## [WRITTEN TASKS]
(a) List every game patch version number mentioned in the post on WoW patches, in the order each first appears.
(b) Please reproduce the passage from the post on WoW patches word for word, from "I had barely" up to and including "past ones have.".

## [TEXT TO READ]

I had barely gotten into 5.2, which my experience thus far leads me to regard it as a vary bad idea1. All signs point to 5.3 being more of the same, with a different location.

Well, I won’t pan it until I’ve tried it, which will be in a week or two, depending on how our move goes this weekend.

Those that wanted more frequent updates, well, they’re getting what they asked for. I feel a little rushed, though – I barely had time to explore the 5.1 story line before 5.2 dropped, and I didn’t have a change of location to blame for that one.  I was still getting caught up with 5.0 things!

The question remains: does the increased frequency in patches also carry over to an increased frequency in expansions? I’m thinking not likely … Blizzcon is the most likely time to announce it, and if they wait until then, the next expansion will be out on approximately the same schedule as the past ones have.

I am NOT one with the doomsayers that say that the last two quarters’ numbers indicate that WoW will be dead by 1Q15.  First of all, two datapoints is a stupid wrong way to draw a trendline.  As an example, if you take the past THREE datapoints, WoW ends 1Q14 – a whole year earlier – instead.  Even they aren’t being that bold, possibly on purpose.  One should only choose the data that supports one’s foregone conclusions, after all.

## [RECORD SET]
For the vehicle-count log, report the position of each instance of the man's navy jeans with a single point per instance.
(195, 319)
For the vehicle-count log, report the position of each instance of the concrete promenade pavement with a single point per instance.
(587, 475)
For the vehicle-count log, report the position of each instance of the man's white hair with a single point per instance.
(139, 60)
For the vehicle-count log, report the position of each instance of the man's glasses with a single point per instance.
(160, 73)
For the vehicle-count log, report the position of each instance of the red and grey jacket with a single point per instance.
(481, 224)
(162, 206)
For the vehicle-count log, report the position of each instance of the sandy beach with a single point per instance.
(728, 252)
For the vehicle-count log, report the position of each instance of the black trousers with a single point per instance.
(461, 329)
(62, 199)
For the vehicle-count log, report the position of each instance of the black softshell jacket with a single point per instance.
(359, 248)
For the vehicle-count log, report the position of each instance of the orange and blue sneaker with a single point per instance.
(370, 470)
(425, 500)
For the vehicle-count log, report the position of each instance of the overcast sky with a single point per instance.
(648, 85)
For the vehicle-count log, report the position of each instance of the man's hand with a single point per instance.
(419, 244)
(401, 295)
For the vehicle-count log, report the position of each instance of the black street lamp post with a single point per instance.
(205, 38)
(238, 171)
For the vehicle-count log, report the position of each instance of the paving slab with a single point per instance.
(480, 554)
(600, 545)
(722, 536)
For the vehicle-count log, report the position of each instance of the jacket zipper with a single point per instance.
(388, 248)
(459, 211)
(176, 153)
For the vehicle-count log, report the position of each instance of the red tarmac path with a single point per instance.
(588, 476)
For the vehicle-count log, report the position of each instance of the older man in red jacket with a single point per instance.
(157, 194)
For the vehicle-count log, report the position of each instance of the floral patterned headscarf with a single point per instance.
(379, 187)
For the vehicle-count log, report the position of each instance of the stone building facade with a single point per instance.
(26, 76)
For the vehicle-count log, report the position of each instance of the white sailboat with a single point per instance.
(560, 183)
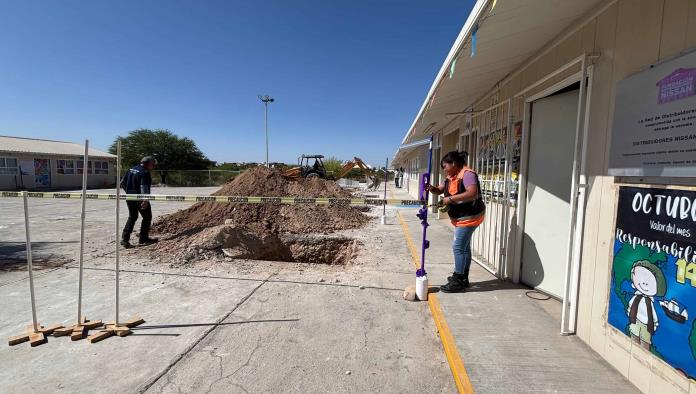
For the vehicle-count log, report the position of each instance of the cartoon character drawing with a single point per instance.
(649, 282)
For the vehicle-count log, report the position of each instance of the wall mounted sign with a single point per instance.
(653, 278)
(654, 130)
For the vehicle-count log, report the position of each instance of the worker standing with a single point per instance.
(138, 181)
(466, 209)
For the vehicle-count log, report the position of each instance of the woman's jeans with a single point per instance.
(461, 247)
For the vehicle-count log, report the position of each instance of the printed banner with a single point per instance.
(654, 130)
(653, 277)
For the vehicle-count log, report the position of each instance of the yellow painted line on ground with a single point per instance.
(461, 378)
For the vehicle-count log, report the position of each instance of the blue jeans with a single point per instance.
(461, 247)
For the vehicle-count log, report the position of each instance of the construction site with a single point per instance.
(530, 230)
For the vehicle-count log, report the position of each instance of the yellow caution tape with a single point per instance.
(220, 199)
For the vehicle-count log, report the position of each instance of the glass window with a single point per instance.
(8, 166)
(101, 167)
(81, 164)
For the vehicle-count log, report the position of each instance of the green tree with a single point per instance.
(171, 151)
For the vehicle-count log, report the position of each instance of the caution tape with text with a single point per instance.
(220, 199)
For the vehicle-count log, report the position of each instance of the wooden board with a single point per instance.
(17, 339)
(135, 321)
(30, 328)
(64, 331)
(92, 324)
(99, 335)
(79, 332)
(37, 339)
(50, 329)
(123, 333)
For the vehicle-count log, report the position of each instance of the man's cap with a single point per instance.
(148, 159)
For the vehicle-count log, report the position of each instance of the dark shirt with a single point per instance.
(137, 181)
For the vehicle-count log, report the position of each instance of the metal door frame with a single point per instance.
(578, 184)
(489, 244)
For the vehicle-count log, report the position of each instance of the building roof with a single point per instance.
(507, 34)
(47, 147)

## [EXERCISE RESULTS]
(a) 5.2, 5.3, 5.1, 5.0

(b)
I had barely gotten into 5.2, which my experience thus far leads me to regard it as a vary bad idea1. All signs point to 5.3 being more of the same, with a different location.

Well, I won’t pan it until I’ve tried it, which will be in a week or two, depending on how our move goes this weekend.

Those that wanted more frequent updates, well, they’re getting what they asked for. I feel a little rushed, though – I barely had time to explore the 5.1 story line before 5.2 dropped, and I didn’t have a change of location to blame for that one.  I was still getting caught up with 5.0 things!

The question remains: does the increased frequency in patches also carry over to an increased frequency in expansions? I’m thinking not likely … Blizzcon is the most likely time to announce it, and if they wait until then, the next expansion will be out on approximately the same schedule as the past ones have.